Your task → Lay out the listing below as a Markdown table with two columns, No. and Line, giving each line a row number and omitting blank lines.

--- start Listing ---

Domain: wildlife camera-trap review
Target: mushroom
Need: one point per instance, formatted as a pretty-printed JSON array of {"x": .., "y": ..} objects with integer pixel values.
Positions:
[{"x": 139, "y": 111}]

--- end Listing ---

Problem solution →
| No. | Line |
|---|---|
| 1 | Domain: wildlife camera-trap review |
| 2 | Target: mushroom |
| 3 | Need: one point per instance, formatted as a pretty-printed JSON array of {"x": .., "y": ..} objects with integer pixel values. |
| 4 | Positions: |
| 5 | [{"x": 139, "y": 111}] |